---- Records for this exercise

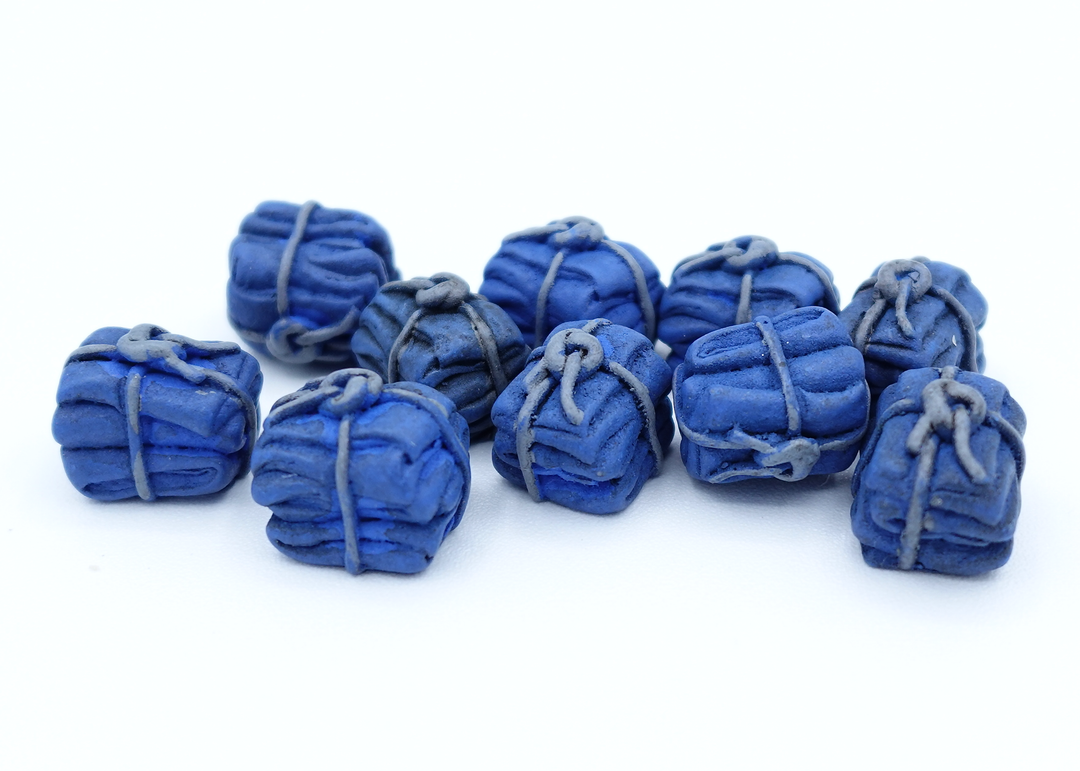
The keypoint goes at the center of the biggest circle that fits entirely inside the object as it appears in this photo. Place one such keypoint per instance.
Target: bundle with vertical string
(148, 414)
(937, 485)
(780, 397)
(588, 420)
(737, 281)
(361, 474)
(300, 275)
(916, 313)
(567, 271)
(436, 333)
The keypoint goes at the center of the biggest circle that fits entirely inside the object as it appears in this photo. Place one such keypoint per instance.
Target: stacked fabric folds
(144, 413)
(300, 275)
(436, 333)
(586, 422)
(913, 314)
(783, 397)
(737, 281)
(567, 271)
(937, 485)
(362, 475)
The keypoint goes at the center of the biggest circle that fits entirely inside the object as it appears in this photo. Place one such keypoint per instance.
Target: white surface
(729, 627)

--------
---- Records for this exercise

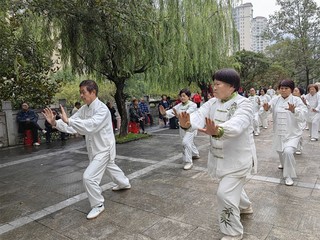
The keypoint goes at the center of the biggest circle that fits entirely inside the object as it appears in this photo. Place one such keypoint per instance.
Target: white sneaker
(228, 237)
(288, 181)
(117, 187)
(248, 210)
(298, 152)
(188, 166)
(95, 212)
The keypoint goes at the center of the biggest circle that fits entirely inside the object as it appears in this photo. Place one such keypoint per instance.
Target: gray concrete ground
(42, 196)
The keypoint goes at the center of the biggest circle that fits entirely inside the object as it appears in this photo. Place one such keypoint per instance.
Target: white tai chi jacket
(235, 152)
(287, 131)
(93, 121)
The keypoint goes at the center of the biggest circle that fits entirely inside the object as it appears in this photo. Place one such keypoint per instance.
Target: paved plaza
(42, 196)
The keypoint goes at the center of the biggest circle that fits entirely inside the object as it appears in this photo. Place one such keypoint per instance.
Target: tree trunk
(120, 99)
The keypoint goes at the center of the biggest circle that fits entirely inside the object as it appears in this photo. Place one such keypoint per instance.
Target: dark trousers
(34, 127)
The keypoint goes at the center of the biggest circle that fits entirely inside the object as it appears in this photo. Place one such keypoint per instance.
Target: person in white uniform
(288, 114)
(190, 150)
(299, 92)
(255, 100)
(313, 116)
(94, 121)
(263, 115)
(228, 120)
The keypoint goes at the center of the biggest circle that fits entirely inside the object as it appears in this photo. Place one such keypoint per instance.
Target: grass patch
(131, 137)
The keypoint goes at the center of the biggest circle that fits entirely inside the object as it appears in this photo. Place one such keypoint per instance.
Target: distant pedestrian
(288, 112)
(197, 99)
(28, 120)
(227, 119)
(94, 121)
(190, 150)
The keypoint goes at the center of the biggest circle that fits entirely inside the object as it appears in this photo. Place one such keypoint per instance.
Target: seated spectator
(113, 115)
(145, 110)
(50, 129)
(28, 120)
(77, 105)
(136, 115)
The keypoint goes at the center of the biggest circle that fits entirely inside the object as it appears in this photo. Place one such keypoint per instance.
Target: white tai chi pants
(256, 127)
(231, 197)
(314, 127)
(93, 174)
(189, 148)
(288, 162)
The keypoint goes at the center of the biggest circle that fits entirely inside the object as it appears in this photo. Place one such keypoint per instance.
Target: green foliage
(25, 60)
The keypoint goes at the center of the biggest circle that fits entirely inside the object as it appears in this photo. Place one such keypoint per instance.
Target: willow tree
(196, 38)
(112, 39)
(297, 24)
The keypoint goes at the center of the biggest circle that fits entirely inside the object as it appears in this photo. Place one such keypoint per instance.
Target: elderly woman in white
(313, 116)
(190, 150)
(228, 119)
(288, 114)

--------

> **What this task involves**
Identify every line in the two blocks above that contains the word "tree", and copy each one.

> **Final result**
Target: tree trunk
Target: willow tree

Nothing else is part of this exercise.